# PROBLEM DESCRIPTION:
Write out every entry exactly as it appears.
MATERIAL SUPPLIED: Begin
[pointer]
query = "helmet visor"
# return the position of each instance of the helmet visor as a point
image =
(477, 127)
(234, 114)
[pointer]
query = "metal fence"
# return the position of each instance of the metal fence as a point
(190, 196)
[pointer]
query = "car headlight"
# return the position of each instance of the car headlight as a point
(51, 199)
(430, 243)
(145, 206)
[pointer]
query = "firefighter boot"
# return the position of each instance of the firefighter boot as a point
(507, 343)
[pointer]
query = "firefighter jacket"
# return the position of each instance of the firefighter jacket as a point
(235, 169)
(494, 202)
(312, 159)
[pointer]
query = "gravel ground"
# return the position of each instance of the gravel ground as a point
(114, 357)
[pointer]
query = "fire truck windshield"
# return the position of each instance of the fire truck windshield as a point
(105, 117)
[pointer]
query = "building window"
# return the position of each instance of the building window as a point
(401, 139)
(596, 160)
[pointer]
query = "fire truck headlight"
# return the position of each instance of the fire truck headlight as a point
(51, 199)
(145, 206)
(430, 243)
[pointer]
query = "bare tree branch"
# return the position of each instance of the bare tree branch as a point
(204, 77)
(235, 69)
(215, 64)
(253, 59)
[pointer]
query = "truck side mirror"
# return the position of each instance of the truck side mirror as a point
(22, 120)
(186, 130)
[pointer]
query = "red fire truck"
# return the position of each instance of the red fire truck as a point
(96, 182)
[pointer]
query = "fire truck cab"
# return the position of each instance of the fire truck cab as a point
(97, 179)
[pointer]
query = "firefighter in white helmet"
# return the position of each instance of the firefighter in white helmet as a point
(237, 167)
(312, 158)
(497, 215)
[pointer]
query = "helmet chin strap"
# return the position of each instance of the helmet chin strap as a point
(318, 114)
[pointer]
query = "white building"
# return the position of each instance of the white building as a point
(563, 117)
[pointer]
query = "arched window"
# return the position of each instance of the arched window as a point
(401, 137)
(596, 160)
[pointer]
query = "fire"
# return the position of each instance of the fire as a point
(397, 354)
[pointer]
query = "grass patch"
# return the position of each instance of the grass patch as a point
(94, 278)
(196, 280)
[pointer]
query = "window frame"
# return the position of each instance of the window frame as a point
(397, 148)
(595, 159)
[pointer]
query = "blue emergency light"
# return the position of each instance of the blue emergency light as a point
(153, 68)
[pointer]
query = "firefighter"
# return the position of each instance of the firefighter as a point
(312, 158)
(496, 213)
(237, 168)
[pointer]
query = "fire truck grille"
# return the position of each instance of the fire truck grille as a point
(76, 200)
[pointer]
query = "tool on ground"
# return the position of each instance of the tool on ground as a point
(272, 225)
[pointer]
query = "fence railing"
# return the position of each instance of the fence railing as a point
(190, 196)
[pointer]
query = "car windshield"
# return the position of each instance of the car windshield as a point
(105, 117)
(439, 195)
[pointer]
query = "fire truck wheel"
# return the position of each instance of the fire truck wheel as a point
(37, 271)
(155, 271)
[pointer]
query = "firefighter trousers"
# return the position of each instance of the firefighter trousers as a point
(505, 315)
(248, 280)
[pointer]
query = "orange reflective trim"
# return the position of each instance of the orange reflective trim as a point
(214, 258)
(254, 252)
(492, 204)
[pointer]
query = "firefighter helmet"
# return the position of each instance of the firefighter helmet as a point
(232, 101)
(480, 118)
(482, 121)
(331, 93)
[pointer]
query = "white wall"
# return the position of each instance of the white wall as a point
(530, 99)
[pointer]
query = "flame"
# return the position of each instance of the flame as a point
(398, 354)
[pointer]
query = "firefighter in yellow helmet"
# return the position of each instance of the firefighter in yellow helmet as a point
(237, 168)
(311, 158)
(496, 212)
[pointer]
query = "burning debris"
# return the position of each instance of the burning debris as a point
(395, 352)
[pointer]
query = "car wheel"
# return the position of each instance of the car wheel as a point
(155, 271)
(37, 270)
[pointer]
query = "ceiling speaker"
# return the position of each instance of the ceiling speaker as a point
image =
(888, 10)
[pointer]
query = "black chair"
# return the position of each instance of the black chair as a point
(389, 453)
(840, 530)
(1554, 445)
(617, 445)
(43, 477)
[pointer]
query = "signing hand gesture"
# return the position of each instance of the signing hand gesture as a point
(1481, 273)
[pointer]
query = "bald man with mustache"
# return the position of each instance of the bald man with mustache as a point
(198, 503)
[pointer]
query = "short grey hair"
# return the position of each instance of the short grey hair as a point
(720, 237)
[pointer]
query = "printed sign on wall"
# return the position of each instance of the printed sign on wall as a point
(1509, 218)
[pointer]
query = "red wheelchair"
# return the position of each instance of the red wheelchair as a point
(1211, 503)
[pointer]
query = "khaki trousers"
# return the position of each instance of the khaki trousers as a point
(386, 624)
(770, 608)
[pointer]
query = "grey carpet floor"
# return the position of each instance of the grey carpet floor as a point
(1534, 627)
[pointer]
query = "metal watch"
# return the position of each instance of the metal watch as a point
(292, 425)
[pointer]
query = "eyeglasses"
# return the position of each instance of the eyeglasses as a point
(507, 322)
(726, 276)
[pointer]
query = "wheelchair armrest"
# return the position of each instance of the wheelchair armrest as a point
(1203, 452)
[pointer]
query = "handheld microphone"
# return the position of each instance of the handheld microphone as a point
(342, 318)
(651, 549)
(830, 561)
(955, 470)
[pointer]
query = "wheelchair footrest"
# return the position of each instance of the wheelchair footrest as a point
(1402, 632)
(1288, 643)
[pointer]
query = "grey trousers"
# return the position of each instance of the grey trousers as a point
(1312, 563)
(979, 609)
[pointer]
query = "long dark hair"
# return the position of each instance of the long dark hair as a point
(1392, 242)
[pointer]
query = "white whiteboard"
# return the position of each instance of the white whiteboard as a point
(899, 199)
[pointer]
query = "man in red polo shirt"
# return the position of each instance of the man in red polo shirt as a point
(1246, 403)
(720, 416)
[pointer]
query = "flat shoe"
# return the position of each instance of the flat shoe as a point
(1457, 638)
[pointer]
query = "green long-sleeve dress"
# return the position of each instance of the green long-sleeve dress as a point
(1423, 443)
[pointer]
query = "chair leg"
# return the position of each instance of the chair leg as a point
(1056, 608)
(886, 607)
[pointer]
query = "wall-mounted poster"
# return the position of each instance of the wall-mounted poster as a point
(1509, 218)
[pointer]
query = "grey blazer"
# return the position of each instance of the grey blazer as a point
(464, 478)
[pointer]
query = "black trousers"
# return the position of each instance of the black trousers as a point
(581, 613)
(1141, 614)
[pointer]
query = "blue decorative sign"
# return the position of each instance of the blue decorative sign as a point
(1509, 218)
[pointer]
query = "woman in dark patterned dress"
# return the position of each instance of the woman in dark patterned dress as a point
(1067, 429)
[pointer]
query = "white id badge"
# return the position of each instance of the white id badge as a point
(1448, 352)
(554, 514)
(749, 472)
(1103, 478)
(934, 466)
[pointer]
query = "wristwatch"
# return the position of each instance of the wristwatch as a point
MATERIAL SUPPLIED: End
# RESULT FOR THIS EXERCISE:
[pointer]
query = "helmet visor"
# return the position of each instance of the helmet visor as a point
image =
(477, 127)
(234, 114)
[pointer]
query = "metal fence"
# return the position of each instance of the metal fence as a point
(190, 196)
[pointer]
query = "car headlight"
# return the position of each instance of the car headlight as a point
(51, 199)
(430, 243)
(145, 206)
[pointer]
query = "firefighter boot"
# return the position of each instance of the firefighter boot as a point
(507, 343)
[pointer]
query = "firefighter jacket"
# return the position of each instance of the firefighter jacket as a point
(235, 169)
(494, 202)
(312, 159)
[pointer]
query = "gravel ground"
# return the position of each instance of the gravel ground as a point
(114, 357)
[pointer]
query = "fire truck windshield"
# return the position of each instance of the fire truck windshield as a point
(105, 117)
[pointer]
query = "building window"
# return the position of each instance of the building window as a point
(401, 139)
(596, 160)
[pointer]
query = "fire truck headlight"
# return the position of each instance of the fire truck headlight as a point
(51, 199)
(145, 206)
(430, 243)
[pointer]
query = "bare tree branch"
# return the position of each instance of the bare tree branch as a point
(204, 77)
(235, 69)
(215, 64)
(253, 59)
[pointer]
query = "truck side mirror"
# return the position of each instance of the truck side mirror as a point
(22, 120)
(186, 130)
[pointer]
query = "red fire truck"
# return the position of each instance of the red fire truck as a point
(96, 182)
[pointer]
query = "fire truck cab"
# return the position of each instance of the fire truck cab as a point
(97, 179)
[pointer]
query = "firefighter in white helmet"
# return the position of each instance of the firefighter in white helmet as a point
(237, 167)
(312, 158)
(497, 215)
[pointer]
query = "helmet chin strap"
# return the position of each instance of the helmet chin strap as a point
(318, 114)
[pointer]
query = "white building"
# return the position of each instance of the white building as a point
(563, 117)
[pointer]
query = "arched window"
# return the position of each instance of the arched window as a point
(401, 137)
(596, 160)
[pointer]
query = "fire"
# return the position of each instance of the fire as a point
(397, 354)
[pointer]
query = "grass patch"
# return the position of each instance of the grass patch as a point
(94, 278)
(196, 280)
[pointer]
query = "window frame"
# return the position of each instance of the window frame as a point
(397, 148)
(595, 159)
[pointer]
query = "blue emergency light"
# return the position of each instance of the blue emergency light as a point
(153, 68)
[pointer]
query = "firefighter"
# return the position of each instance of the firefighter as a point
(312, 158)
(496, 213)
(237, 168)
[pointer]
query = "fire truck grille"
# return the position of each instance of the fire truck grille as a point
(76, 200)
[pointer]
query = "tool on ground"
# return the position of each instance of the tool on ground as a point
(272, 225)
[pointer]
query = "fence railing"
# return the position of each instance of the fence railing as a point
(190, 196)
[pointer]
query = "car windshield"
# return the position of each instance of the car windshield as a point
(105, 117)
(439, 195)
[pointer]
query = "fire truck wheel"
# return the position of each instance of the fire truck wheel as a point
(37, 271)
(155, 271)
[pointer]
query = "firefighter trousers"
# return the position of each instance of the firefighter trousers as a point
(505, 315)
(248, 280)
[pointer]
query = "orange reflective trim"
# return the position of each instance of the orange reflective trim as a point
(214, 258)
(254, 252)
(492, 204)
[pointer]
query = "firefighter helmet"
# return the position of each instance of the firefighter helmet as a point
(232, 101)
(480, 118)
(482, 121)
(331, 93)
[pointer]
query = "white wall"
# return the position of each instance of the white wall as a point
(530, 99)
[pointer]
query = "flame"
# return the position of each instance of the flame as a point
(398, 354)
[pointer]
query = "firefighter in yellow helmet"
# return the position of each instance of the firefighter in yellow helmet as a point
(237, 168)
(311, 158)
(496, 212)
[pointer]
query = "burning debris"
# return the position of each instance of the burning debris as a point
(395, 352)
[pointer]
query = "car wheel"
# return the position of each instance of the car wheel as a point
(155, 271)
(37, 270)
[pointer]
query = "ceiling speaker"
# return the position of each instance of the ceiling speaker as a point
image =
(888, 10)
[pointer]
query = "black chair"
# return the position of each instance of the black chair as a point
(389, 453)
(840, 530)
(1554, 445)
(617, 445)
(43, 477)
[pointer]
query = "signing hand gesture"
# return the position of each instance of the signing hand gesture as a point
(1481, 273)
[pointer]
query = "bald man with mustache"
# return the position of each instance of the bald man with mustache as a point
(198, 503)
[pointer]
query = "short grey hair"
# return the position of each instance of the short grey hair as a point
(720, 237)
[pointer]
query = "printed sign on wall"
# return the position of each instance of the printed sign on wall as a point
(1509, 218)
[pointer]
query = "red wheelchair"
# return the position of each instance of the red wheelchair as a point
(1211, 503)
[pointer]
query = "khaki trousers"
# return the position of each instance of the khaki trousers as a point
(386, 624)
(770, 608)
[pointer]
query = "grey carpet floor"
# return the position of each instance of the grey carpet floor as a point
(1534, 627)
[pointer]
query = "metal watch"
# return the position of each instance of the metal watch as a point
(292, 425)
[pointer]
query = "eyeglasses"
# return the position of each instance of the eyeglasses as a point
(507, 322)
(726, 276)
[pointer]
query = "wheelchair armrest"
# return the position of each instance of the wheelchair armrest as a point
(1203, 452)
[pointer]
query = "handheld microphone"
# return the position of each instance of the handheld microphone as a point
(342, 318)
(651, 549)
(830, 561)
(955, 470)
[pointer]
query = "wheelchair footrest"
# return the position of each instance of the wheelchair footrest as a point
(1402, 632)
(1288, 643)
[pointer]
query = "grey trousers"
# return the position of each instance of the grey trousers as a point
(1312, 563)
(979, 609)
[pointer]
query = "long dark hair"
# return the position of each instance of the long dark hair as a point
(1392, 242)
[pointer]
query = "white whiteboard"
# return the position of each instance of the white whiteboard as a point
(899, 199)
[pointer]
query = "man in red polo shirt"
# return the position of each instance of the man in red polo shirt as a point
(1246, 403)
(720, 416)
[pointer]
query = "flat shoe"
# return the position of each instance of the flat shoe as a point
(1457, 638)
[pointer]
query = "green long-sleeve dress"
# return the position of each instance of the green long-sleeve dress as a point
(1423, 443)
[pointer]
query = "chair leg"
# return the position of each instance of the chair leg as a point
(1056, 608)
(886, 607)
[pointer]
query = "wall-mounted poster"
# return the position of each instance of the wall-mounted poster as a point
(1509, 218)
[pointer]
query = "grey blazer"
# return the position of each instance of the grey blazer as a point
(464, 478)
[pointer]
query = "black trousers"
# return the position of each instance of the black trousers as a point
(581, 613)
(1141, 614)
[pointer]
query = "blue decorative sign"
# return the position of each instance of the blue decorative sign as a point
(1509, 218)
[pointer]
query = "woman in dark patterned dress"
# return the position of each instance of the woman in dark patterned dress as a point
(1067, 429)
[pointer]
query = "white id badge"
# return the position of each instance of the white id badge as a point
(1448, 352)
(554, 514)
(749, 472)
(1103, 478)
(934, 466)
[pointer]
query = "wristwatch"
# return the position of each instance of the wristwatch as a point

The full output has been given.